◆ TASK
Go through the entries below and print, exactly, the lines starting at the one with "box: [254, 215, 261, 245]" and ending at the one with "box: [0, 91, 54, 200]", keeping both ends and no others.

─── INPUT DATA ───

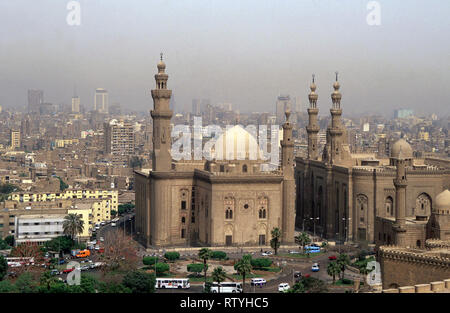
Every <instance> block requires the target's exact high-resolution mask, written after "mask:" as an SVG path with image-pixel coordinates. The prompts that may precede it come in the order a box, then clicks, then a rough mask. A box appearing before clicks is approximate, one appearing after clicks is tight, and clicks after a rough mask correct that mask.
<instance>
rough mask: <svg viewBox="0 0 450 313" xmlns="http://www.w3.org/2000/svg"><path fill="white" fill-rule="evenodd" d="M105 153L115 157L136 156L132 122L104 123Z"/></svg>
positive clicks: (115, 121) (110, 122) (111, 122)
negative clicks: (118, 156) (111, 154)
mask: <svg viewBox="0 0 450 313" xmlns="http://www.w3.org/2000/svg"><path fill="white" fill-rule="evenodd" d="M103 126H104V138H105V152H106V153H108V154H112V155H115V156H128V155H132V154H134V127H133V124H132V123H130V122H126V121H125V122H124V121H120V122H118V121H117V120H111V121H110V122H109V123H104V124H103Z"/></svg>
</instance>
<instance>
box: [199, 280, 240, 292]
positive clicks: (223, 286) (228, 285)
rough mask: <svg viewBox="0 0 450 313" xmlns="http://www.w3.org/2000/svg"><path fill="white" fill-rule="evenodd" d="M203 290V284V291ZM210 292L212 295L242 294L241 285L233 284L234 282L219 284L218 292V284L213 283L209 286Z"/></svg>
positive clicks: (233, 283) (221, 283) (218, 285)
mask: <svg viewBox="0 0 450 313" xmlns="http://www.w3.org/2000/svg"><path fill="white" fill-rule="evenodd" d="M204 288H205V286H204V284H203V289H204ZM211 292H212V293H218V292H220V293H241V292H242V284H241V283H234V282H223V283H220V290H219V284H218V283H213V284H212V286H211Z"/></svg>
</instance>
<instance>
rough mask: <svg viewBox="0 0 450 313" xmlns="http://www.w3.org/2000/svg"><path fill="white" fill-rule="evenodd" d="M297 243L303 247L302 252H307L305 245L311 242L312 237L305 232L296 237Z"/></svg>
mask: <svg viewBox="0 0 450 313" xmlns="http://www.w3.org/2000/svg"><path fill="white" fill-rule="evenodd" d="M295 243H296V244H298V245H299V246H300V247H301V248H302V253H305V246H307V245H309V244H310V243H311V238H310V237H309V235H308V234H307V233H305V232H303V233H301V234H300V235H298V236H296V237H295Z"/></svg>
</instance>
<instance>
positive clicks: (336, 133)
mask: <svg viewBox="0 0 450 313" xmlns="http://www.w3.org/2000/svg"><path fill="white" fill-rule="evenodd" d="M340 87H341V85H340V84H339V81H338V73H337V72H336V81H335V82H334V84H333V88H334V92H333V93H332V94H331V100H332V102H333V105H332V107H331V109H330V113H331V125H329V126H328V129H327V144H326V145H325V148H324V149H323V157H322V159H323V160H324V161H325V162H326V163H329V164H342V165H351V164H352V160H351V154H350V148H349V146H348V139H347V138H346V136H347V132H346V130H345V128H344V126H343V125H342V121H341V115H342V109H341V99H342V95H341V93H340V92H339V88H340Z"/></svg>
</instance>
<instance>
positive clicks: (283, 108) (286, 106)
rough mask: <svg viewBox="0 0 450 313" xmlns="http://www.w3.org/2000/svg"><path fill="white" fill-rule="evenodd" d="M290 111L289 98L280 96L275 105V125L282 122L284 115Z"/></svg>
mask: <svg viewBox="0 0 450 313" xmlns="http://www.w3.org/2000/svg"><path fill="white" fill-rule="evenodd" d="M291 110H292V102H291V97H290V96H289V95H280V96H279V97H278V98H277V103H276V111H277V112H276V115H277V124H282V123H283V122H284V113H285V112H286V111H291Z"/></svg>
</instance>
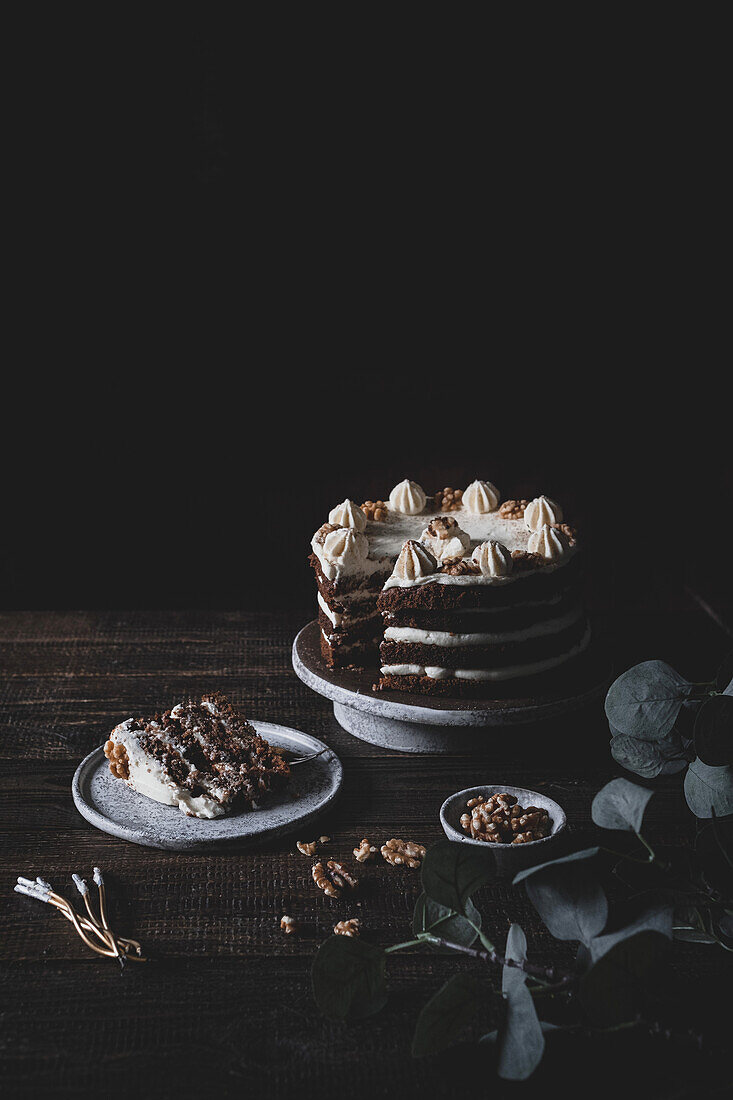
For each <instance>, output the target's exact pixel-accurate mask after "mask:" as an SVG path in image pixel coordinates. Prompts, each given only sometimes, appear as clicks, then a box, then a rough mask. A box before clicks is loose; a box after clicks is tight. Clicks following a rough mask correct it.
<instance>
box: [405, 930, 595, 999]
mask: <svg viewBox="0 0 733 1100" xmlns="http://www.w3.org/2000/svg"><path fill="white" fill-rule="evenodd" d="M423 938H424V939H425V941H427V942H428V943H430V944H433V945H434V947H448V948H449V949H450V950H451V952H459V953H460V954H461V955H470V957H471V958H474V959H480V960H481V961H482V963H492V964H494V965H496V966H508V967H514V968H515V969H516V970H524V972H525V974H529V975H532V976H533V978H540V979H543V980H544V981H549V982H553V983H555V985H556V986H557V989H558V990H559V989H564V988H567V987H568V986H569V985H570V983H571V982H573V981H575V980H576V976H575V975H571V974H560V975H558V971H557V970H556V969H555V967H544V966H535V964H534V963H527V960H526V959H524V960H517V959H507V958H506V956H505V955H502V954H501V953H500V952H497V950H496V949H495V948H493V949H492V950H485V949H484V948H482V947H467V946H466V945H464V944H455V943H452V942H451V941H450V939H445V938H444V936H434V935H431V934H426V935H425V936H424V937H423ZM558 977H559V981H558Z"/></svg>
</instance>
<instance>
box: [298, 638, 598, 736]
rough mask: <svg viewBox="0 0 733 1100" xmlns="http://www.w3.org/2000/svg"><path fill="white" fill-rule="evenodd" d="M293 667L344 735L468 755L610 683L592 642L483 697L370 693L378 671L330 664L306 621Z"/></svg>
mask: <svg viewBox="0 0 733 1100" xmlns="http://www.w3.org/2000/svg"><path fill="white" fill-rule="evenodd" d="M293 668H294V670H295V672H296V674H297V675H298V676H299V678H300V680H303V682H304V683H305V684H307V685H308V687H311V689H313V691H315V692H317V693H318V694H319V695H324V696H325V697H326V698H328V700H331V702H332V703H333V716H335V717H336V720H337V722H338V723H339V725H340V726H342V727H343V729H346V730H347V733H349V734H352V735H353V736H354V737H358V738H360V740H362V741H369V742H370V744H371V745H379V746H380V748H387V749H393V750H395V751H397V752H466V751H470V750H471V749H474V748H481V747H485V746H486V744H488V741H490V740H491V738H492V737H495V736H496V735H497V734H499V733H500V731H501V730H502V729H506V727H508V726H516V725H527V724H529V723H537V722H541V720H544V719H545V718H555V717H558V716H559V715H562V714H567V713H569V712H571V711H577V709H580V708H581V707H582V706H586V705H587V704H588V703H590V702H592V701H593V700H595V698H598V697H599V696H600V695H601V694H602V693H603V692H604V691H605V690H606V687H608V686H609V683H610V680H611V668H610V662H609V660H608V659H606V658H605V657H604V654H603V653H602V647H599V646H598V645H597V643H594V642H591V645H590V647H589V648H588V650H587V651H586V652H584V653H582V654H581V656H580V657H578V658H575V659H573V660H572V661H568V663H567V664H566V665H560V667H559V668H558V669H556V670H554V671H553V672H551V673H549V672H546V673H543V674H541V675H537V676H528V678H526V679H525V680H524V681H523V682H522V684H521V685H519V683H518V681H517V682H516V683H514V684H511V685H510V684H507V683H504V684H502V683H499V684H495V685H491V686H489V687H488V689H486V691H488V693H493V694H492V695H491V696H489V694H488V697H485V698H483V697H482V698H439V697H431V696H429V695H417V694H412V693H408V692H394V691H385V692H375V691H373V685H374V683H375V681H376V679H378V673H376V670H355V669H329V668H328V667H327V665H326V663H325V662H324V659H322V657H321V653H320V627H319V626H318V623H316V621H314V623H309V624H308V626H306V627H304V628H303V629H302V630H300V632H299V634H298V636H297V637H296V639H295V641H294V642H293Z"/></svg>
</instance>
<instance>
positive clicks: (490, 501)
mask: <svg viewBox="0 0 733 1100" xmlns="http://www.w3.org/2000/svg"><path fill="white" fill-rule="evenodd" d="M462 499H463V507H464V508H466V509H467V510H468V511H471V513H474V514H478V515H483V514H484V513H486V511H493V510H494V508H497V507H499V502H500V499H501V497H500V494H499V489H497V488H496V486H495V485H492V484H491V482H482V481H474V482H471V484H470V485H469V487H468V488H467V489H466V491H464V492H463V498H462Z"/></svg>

───
─── INPUT DATA ───

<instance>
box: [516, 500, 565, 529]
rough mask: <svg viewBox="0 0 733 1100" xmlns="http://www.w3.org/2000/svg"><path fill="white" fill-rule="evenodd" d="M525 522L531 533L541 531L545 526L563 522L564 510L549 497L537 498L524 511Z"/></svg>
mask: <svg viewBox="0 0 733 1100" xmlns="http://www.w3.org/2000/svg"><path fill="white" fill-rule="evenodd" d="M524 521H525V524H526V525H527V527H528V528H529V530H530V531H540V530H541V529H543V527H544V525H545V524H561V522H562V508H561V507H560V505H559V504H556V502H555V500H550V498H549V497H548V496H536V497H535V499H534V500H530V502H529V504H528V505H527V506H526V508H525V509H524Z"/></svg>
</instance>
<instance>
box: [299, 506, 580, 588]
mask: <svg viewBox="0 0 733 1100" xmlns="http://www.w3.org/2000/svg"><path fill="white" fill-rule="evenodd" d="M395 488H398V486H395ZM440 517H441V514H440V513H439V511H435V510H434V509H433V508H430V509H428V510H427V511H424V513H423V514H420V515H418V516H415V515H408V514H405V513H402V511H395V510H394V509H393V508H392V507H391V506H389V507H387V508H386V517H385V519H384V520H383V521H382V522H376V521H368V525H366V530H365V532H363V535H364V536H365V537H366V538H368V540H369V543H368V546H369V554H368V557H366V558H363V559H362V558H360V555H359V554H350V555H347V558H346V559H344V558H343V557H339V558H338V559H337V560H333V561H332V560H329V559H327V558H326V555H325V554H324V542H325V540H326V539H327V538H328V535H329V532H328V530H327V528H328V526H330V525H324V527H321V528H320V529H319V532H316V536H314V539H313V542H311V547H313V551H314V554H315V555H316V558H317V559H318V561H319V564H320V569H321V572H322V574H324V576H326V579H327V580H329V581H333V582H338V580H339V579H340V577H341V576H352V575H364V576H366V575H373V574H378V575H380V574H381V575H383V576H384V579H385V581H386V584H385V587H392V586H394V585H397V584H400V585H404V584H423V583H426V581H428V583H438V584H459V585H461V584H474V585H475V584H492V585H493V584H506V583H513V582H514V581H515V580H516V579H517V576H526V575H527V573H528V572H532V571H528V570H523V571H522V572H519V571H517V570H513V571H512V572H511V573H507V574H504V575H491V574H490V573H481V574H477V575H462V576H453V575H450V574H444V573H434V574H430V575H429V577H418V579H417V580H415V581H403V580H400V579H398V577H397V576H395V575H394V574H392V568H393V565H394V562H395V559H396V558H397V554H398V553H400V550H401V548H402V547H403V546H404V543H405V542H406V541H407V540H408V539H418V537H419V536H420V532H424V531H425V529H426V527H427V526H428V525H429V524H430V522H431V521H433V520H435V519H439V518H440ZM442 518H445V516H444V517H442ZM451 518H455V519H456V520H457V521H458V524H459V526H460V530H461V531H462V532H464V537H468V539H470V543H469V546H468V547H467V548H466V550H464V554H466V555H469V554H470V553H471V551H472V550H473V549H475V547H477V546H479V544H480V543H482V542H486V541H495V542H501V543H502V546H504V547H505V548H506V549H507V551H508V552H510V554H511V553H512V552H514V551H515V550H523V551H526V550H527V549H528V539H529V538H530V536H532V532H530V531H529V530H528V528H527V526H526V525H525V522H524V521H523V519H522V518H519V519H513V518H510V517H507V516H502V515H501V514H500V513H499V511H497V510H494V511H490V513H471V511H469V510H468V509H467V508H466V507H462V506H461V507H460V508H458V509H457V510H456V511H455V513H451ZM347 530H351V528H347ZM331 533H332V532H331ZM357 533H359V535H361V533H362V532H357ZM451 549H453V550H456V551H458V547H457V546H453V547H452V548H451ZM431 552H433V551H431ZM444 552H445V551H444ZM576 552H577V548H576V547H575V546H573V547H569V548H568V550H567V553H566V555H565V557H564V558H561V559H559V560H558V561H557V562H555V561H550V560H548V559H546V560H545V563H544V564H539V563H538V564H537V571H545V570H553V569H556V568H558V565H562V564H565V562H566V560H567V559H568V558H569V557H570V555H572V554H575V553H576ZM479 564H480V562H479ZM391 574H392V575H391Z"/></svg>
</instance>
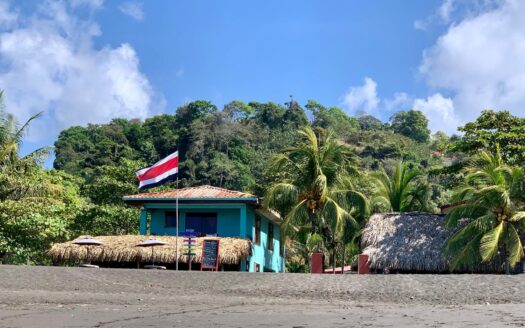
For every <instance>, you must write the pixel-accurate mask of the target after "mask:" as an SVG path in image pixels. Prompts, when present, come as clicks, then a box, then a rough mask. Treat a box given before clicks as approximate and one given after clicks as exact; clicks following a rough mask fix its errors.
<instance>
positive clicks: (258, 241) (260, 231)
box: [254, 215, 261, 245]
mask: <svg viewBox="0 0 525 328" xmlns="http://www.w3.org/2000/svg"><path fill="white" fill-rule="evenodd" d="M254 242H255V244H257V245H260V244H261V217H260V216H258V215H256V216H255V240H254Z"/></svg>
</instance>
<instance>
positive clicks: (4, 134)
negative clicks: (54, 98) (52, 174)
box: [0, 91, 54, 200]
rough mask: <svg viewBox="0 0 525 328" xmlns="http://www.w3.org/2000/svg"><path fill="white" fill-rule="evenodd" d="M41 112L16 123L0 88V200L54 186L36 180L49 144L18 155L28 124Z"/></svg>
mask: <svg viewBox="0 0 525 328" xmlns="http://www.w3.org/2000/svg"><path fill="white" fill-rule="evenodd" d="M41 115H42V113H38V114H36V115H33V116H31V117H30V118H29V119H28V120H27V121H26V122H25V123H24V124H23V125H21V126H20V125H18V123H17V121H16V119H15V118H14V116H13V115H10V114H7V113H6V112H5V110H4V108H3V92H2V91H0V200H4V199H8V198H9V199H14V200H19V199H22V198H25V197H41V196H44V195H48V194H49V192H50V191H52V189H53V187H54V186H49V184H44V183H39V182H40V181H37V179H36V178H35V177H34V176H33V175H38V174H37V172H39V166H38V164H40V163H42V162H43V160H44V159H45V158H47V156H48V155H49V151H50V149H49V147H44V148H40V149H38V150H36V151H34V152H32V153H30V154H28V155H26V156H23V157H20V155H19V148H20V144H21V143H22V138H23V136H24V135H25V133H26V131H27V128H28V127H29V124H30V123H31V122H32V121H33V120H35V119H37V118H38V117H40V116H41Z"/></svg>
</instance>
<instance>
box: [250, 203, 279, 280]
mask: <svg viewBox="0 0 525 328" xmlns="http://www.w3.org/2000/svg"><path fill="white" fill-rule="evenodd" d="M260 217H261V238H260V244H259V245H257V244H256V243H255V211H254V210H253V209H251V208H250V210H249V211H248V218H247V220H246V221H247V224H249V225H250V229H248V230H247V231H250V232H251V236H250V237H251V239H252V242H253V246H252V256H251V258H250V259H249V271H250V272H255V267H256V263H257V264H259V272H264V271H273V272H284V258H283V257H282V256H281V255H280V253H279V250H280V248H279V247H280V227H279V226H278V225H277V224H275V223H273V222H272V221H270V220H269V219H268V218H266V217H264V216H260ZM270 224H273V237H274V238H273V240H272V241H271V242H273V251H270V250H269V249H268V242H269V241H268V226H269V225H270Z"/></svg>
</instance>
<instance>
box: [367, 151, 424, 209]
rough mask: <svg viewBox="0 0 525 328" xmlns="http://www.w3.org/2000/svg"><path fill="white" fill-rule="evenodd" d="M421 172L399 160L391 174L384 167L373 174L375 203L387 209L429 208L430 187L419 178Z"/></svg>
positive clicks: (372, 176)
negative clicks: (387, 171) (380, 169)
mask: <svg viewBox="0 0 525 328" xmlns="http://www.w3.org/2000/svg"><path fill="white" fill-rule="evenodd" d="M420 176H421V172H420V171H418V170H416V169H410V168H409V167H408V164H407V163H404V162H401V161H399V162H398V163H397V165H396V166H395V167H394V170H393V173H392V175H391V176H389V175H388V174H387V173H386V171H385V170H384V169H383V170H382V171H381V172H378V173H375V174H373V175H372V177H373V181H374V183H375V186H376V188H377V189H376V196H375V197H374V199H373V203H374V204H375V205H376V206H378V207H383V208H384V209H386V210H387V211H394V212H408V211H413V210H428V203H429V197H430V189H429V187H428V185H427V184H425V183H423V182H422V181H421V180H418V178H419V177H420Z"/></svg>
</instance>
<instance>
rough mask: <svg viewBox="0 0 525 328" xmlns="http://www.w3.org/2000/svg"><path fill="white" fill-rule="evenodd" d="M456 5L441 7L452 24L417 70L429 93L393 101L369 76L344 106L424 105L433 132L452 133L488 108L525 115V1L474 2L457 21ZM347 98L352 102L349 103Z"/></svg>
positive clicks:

───
─── INPUT DATA ───

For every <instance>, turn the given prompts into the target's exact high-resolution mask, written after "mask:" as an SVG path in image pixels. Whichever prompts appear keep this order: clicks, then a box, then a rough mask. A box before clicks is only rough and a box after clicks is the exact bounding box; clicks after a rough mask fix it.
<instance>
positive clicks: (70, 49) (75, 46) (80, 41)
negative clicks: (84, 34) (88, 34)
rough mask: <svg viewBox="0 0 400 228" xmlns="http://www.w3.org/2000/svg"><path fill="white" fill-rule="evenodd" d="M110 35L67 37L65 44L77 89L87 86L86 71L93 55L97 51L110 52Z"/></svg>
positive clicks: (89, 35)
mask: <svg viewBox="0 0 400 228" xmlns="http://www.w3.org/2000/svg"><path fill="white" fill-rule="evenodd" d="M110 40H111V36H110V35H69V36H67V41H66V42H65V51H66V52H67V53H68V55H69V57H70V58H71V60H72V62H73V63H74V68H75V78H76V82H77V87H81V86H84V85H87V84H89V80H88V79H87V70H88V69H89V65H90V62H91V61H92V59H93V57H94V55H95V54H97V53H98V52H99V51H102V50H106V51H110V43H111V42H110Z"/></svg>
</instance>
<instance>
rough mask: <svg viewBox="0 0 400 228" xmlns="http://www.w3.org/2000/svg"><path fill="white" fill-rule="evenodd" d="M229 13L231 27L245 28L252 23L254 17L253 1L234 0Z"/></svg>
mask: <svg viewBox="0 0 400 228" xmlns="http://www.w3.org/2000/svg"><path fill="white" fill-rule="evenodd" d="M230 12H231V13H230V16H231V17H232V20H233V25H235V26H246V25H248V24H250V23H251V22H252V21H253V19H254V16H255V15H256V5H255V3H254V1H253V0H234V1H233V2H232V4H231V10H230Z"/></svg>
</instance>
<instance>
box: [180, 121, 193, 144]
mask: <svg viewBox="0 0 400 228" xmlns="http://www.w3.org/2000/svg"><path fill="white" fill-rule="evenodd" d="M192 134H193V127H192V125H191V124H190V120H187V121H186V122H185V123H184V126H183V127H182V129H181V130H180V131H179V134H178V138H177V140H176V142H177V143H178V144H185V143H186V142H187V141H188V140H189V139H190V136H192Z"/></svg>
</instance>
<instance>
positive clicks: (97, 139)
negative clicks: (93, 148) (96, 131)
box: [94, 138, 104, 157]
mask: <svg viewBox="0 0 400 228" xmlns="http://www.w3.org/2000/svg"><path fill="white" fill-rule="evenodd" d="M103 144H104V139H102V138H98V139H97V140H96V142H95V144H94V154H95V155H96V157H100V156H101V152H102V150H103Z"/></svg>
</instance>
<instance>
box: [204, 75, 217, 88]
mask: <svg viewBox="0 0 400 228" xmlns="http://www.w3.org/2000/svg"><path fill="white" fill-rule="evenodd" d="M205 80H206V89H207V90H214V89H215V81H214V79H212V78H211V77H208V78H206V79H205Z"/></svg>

───

◆ EXERCISE ANSWER
box: [254, 215, 261, 245]
mask: <svg viewBox="0 0 525 328" xmlns="http://www.w3.org/2000/svg"><path fill="white" fill-rule="evenodd" d="M254 242H255V244H257V245H260V244H261V217H260V216H258V215H256V216H255V240H254Z"/></svg>
</instance>
<instance>
positive clicks: (4, 134)
negative clicks: (54, 98) (52, 174)
box: [0, 91, 54, 200]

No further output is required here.